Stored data
▶
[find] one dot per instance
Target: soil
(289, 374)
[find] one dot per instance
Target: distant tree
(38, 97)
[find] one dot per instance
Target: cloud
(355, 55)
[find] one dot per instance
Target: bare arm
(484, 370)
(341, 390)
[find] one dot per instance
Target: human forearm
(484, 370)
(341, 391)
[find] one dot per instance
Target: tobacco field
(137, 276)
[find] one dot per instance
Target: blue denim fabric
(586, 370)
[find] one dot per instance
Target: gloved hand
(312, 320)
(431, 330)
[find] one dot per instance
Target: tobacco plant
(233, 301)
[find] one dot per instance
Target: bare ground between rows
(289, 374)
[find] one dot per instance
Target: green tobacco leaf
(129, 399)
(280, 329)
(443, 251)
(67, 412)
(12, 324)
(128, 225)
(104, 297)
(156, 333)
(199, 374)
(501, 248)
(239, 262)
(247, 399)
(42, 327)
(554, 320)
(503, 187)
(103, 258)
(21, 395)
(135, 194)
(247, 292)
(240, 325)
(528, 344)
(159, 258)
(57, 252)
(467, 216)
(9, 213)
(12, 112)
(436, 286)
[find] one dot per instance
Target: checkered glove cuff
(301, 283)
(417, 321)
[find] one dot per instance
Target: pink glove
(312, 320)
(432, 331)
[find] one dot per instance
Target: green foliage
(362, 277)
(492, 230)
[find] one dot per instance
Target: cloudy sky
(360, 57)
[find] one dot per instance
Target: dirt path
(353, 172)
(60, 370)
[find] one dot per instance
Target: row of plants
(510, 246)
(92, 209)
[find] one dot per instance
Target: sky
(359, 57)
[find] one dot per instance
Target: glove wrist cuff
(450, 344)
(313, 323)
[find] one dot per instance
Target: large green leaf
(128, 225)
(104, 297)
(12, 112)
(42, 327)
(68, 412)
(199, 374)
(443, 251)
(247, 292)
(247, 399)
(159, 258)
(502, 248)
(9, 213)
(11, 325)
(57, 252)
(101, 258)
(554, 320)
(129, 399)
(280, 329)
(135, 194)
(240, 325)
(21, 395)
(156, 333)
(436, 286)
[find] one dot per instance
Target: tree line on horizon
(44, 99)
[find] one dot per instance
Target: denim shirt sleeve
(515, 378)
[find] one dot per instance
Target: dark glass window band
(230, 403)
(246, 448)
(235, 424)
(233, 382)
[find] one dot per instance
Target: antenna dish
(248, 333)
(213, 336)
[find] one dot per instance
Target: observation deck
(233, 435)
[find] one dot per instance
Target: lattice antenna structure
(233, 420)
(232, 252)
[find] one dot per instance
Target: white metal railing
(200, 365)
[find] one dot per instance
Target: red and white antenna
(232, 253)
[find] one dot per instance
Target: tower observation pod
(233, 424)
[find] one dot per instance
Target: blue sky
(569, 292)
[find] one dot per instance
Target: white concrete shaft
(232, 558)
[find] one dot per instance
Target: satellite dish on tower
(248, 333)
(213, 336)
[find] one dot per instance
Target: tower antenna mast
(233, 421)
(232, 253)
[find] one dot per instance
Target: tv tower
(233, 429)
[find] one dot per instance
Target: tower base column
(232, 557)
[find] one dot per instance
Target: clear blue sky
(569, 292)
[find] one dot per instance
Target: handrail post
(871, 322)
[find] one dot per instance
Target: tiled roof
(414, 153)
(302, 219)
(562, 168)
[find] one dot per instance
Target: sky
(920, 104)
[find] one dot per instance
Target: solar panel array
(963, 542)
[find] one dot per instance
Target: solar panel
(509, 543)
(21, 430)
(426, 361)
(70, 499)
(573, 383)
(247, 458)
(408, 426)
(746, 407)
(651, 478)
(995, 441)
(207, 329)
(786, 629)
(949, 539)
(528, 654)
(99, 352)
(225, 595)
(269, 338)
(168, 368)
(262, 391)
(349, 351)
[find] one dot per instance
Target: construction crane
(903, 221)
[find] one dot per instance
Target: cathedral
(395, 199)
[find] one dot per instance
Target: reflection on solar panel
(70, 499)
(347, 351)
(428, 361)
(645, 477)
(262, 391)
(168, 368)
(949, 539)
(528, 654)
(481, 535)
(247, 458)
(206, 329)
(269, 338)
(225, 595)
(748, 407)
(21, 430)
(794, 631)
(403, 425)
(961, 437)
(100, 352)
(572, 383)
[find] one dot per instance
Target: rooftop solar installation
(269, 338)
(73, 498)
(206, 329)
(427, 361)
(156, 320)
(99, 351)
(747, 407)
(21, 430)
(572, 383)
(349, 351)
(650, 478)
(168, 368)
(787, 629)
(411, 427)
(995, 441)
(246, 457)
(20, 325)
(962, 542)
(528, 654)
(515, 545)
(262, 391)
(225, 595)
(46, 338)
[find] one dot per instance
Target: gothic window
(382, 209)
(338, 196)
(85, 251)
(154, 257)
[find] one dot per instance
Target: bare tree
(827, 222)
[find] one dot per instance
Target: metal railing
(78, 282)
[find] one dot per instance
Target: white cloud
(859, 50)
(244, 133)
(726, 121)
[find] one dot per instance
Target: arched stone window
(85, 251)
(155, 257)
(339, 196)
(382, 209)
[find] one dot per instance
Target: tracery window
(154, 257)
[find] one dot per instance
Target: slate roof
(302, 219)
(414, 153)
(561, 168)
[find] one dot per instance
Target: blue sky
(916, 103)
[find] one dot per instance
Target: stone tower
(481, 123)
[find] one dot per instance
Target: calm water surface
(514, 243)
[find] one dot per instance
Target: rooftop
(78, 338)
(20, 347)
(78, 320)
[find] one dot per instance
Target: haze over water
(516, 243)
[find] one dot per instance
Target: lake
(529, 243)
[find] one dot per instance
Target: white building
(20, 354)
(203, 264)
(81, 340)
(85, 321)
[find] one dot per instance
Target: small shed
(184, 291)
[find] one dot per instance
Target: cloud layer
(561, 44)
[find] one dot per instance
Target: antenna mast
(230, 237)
◀
--- Task directions ---
Every line of the data above should be copied exactly.

--- Solution to the problem ---
[find] one dot per instance
Target: soil
(289, 374)
[find] one dot per instance
Target: distant tree
(38, 97)
[find] one dot per instance
Target: cloud
(355, 55)
[find] one dot per instance
Target: bare arm
(484, 370)
(341, 390)
[find] one dot per instance
Target: human forearm
(484, 370)
(341, 391)
[find] one dot per instance
Target: tobacco field
(137, 276)
[find] one dot per instance
Target: blue denim fabric
(586, 370)
[find] one dot per instance
Target: gloved hand
(312, 320)
(431, 330)
[find] one dot per instance
Target: tobacco plant
(233, 301)
[find] one dot per instance
Target: bare ground between rows
(289, 374)
[find] one dot per instance
Target: green tobacco leaf
(129, 399)
(280, 329)
(443, 251)
(67, 412)
(12, 324)
(128, 225)
(104, 297)
(156, 333)
(199, 374)
(501, 248)
(239, 262)
(247, 399)
(42, 327)
(554, 320)
(503, 187)
(103, 258)
(21, 395)
(135, 194)
(247, 292)
(240, 325)
(528, 344)
(159, 258)
(57, 252)
(467, 216)
(9, 213)
(12, 112)
(436, 286)
[find] one dot per instance
Target: checkered glove cuff
(301, 283)
(417, 321)
[find] one dot per instance
Target: pink glove
(312, 320)
(432, 331)
[find] one dot per instance
Target: green foliage
(362, 277)
(492, 230)
[find] one dot per instance
Target: cloudy sky
(360, 57)
[find] one dot per instance
Target: dirt path
(353, 172)
(60, 370)
[find] one dot per instance
Target: row of plants
(510, 246)
(92, 209)
[find] one dot per instance
Target: sky
(359, 57)
[find] one dot per instance
Target: glove wrist cuff
(450, 344)
(313, 323)
[find] one dot per instance
Target: large green leaf
(128, 225)
(104, 297)
(12, 112)
(42, 327)
(68, 412)
(199, 374)
(443, 251)
(247, 292)
(247, 399)
(159, 258)
(502, 248)
(9, 213)
(11, 325)
(57, 252)
(101, 258)
(554, 320)
(129, 399)
(280, 329)
(135, 194)
(240, 325)
(21, 395)
(156, 333)
(436, 286)
[find] one dot per instance
Target: tree line on horizon
(44, 99)
[find] one dot per instance
Target: denim shirt sleeve
(515, 378)
[find] one dot per instance
Target: dark glass window band
(230, 403)
(246, 448)
(235, 424)
(233, 382)
[find] one dot per instance
Target: antenna dish
(248, 333)
(213, 336)
[find] one dot per instance
Target: observation deck
(233, 435)
[find] one dot per instance
Target: lattice antenna structure
(233, 420)
(232, 252)
[find] one dot per instance
Target: white metal railing
(200, 365)
[find] one dot per instance
Target: red and white antenna
(232, 253)
[find] one dot per instance
Target: tower observation pod
(233, 424)
[find] one dot per instance
Target: blue sky
(569, 292)
[find] one dot per instance
Target: white concrete shaft
(232, 558)
[find] one dot per instance
Target: satellite dish on tower
(248, 333)
(213, 336)
[find] one dot per instance
Target: tower antenna mast
(233, 421)
(232, 253)
[find] one dot per instance
Target: tv tower
(233, 429)
[find] one dot per instance
Target: tower base column
(232, 557)
[find] one dot per instance
Target: clear blue sky
(569, 292)
[find] one dot per instance
Target: handrail post
(871, 322)
[find] one dot per instance
Target: tiled roof
(414, 153)
(302, 219)
(562, 168)
[find] one dot per instance
Target: sky
(920, 104)
[find] one dot per instance
Target: solar panel array
(963, 542)
[find] one dot per instance
Target: solar panel
(509, 543)
(21, 430)
(426, 361)
(70, 499)
(573, 383)
(247, 458)
(408, 426)
(746, 407)
(651, 478)
(995, 441)
(207, 329)
(786, 629)
(949, 539)
(528, 654)
(99, 352)
(225, 595)
(269, 338)
(168, 368)
(262, 391)
(349, 351)
[find] one dot per instance
Target: construction crane
(903, 221)
[find] one dot per instance
Target: cathedral
(395, 199)
[find] one dot per instance
Target: reflection on solar panel
(70, 499)
(347, 351)
(428, 361)
(645, 477)
(262, 391)
(168, 368)
(949, 539)
(528, 654)
(481, 535)
(247, 458)
(206, 329)
(269, 338)
(225, 595)
(748, 407)
(21, 430)
(794, 631)
(403, 425)
(961, 437)
(100, 352)
(572, 383)
[find] one dot per instance
Target: rooftop solar installation
(269, 338)
(73, 498)
(206, 329)
(427, 361)
(156, 320)
(99, 351)
(747, 407)
(21, 430)
(572, 383)
(349, 351)
(650, 478)
(168, 368)
(787, 629)
(411, 427)
(995, 441)
(246, 457)
(20, 325)
(962, 542)
(528, 654)
(515, 545)
(262, 391)
(225, 595)
(46, 338)
[find] one dot per instance
Target: gothic window
(382, 209)
(338, 196)
(85, 251)
(154, 257)
[find] one dot per instance
Target: bare tree
(827, 222)
[find] one dot per instance
Target: metal railing
(78, 282)
[find] one dot per instance
Target: white cloud
(859, 50)
(244, 133)
(726, 121)
[find] one dot per instance
Target: arched stone window
(85, 251)
(155, 257)
(339, 196)
(382, 209)
[find] one dot per instance
Target: tracery window
(154, 257)
[find] one dot per instance
Target: slate roof
(302, 219)
(414, 153)
(561, 168)
[find] one dot per instance
Target: blue sky
(916, 103)
[find] one dot per instance
Target: stone tower
(481, 123)
[find] one dot per instance
Target: calm water surface
(514, 243)
[find] one dot per instance
Target: rooftop
(78, 338)
(20, 347)
(78, 320)
[find] one dot per instance
Target: haze over water
(516, 243)
[find] one dot per instance
Target: lake
(529, 243)
[find] one dot per instance
Target: white building
(20, 354)
(203, 264)
(81, 340)
(85, 321)
[find] one dot per instance
Target: small shed
(184, 291)
[find] one dot per instance
Target: cloud layer
(561, 44)
[find] one dot per instance
Target: antenna mast
(230, 237)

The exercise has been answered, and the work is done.